* **WORK ORDER 1**
Answer these questions using the post on Obama and nukes:
(a) What date appears at the top of the post?
(b) In the passage by Frank J. Gaffney, whom did the president have to overrule?
(c) According to Steven Green, when did the US destroy its chemical and biological weapons stores?
* **WORK ORDER 2**
List every person mentioned by name in the post on Obama and nukes.

* **GIVEN PASSAGE**

Thursday, April 8, 2010

Obama and Nukes.

Here's a belated roundup of The President's decision on US nuclear policy.


Frank J. Gaffney

I believe that the most alarming aspect of the Obama denuclearization
program, however, is its explicit renunciation of new U.S. nuclear weapons — an outcome that required the president to overrule his own defense secretary. Even if there were no new START treaty, no further movement on the Comprehensive Test Ban Treaty, and no new wooly-headed declaratory policies, the mere fact that the United States will fail to reverse the steady obsolescence of its deterrent — and the atrophying of the skilled workforce needed to sustain it — will ineluctably achieve what is transparently President Obama’s ultimate goal: a world without American nuclear weapons.


As you'll see later there's another nuclear nation taht Obama wants to punish. Hint, it's not Iran.

Steven Green lays it out.

For decades, and especially after the US destroyed its chemical and biological weapons stores in the early 1970s, our policy has been simple: A nuke bomb is a chemical bomb is a biological bomb. We did not discern between WMDs — and we would retaliate with our own WMDs if struck by enemy WMDs.

Records from a dataset:
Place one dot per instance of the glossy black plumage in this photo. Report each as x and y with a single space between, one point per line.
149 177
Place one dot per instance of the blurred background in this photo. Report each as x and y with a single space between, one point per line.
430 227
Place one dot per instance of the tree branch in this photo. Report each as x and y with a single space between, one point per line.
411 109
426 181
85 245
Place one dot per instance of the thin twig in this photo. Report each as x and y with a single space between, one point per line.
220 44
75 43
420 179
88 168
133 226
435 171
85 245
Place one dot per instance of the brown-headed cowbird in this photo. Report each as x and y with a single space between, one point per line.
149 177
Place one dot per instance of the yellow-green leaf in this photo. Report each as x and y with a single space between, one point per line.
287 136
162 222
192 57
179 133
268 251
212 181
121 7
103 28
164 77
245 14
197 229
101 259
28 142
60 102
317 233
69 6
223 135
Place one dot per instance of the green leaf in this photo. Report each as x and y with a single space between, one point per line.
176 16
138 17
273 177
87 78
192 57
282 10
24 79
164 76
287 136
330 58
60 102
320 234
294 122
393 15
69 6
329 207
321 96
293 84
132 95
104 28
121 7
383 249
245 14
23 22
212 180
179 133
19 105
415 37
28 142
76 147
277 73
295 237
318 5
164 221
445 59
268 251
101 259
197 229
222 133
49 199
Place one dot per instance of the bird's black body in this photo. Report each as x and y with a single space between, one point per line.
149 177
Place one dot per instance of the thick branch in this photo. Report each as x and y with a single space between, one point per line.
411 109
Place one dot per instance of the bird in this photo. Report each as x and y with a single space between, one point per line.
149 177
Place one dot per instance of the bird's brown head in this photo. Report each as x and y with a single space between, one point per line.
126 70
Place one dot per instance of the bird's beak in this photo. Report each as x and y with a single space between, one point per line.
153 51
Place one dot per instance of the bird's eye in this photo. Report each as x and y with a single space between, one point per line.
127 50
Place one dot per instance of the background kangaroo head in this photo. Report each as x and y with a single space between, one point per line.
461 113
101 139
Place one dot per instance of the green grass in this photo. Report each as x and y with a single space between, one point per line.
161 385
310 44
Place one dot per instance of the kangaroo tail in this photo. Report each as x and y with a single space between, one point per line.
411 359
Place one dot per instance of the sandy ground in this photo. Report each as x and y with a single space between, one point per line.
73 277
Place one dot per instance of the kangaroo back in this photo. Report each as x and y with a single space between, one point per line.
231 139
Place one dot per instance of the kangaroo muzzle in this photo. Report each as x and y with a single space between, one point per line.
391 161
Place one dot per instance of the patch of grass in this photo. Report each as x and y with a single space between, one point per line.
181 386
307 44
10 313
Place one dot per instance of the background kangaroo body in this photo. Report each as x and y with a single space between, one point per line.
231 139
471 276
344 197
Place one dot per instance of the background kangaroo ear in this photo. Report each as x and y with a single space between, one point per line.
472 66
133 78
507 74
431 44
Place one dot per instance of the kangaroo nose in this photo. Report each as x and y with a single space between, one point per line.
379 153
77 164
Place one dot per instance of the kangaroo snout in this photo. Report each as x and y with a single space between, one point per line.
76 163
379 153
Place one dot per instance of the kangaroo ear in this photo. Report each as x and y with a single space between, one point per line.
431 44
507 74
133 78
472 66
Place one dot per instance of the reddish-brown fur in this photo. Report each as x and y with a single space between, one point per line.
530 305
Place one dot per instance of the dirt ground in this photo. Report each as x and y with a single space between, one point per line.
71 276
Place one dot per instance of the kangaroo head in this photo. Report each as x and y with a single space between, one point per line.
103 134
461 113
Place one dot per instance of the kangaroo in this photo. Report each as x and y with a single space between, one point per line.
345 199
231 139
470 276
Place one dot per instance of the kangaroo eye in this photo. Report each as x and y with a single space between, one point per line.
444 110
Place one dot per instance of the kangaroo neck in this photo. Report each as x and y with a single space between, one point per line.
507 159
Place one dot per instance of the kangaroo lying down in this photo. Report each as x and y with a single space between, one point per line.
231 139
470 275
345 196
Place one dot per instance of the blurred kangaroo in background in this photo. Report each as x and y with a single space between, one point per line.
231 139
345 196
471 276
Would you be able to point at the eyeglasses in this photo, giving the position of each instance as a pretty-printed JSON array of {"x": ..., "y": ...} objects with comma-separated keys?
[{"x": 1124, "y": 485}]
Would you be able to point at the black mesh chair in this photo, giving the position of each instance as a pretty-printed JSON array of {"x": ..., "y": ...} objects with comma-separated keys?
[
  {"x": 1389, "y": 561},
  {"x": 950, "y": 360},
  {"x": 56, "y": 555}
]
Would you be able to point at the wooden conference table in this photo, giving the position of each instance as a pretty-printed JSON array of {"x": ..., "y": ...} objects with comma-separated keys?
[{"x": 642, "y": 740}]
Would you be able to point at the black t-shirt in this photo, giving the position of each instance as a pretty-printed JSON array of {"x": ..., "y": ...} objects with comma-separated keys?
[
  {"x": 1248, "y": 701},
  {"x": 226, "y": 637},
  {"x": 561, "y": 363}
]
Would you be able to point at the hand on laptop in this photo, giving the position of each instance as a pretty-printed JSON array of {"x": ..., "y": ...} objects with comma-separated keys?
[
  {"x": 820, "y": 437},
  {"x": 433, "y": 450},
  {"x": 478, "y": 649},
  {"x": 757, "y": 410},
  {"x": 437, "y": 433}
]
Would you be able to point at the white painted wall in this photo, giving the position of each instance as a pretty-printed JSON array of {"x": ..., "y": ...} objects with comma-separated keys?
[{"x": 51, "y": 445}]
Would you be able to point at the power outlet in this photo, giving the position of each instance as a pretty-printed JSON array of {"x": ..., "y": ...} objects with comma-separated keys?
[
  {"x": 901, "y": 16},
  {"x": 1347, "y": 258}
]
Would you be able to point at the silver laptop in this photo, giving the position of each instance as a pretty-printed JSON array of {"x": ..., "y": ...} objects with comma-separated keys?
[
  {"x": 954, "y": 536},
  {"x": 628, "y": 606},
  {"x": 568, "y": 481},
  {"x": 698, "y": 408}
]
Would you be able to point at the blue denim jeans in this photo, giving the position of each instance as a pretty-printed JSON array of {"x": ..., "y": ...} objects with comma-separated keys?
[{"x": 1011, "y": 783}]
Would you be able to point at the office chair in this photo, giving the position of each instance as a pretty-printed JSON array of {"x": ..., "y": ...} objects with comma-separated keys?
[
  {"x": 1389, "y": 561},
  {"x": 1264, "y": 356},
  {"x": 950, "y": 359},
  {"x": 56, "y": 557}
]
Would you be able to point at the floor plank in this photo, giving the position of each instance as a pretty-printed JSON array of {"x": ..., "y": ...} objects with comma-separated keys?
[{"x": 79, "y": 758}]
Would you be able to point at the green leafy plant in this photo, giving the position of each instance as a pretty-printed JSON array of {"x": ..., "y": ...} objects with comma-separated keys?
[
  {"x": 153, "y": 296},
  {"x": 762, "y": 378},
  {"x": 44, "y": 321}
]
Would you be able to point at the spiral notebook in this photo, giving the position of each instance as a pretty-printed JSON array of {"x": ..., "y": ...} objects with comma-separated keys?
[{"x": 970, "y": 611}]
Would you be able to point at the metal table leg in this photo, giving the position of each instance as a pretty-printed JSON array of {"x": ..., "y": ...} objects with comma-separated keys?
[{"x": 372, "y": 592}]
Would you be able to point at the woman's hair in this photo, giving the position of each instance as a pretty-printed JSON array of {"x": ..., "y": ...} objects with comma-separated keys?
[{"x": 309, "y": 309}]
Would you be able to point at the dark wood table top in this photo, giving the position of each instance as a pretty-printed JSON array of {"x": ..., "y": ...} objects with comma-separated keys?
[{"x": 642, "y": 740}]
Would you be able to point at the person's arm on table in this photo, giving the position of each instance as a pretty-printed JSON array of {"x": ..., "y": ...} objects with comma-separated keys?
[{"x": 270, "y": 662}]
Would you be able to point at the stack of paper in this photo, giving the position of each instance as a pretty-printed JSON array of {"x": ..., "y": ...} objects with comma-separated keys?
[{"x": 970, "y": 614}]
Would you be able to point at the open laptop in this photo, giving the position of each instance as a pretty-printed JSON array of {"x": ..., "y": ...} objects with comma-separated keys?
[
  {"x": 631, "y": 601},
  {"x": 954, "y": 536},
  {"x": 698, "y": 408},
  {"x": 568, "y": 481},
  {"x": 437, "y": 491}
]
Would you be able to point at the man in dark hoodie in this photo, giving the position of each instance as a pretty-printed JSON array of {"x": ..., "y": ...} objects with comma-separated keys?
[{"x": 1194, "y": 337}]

* **TASK OUTPUT 1**
(a) Thursday, April 8, 2010
(b) His own defense secretary
(c) In the early 1970s

* **TASK OUTPUT 2**
Obama
Frank J. Gaffney
Steven Green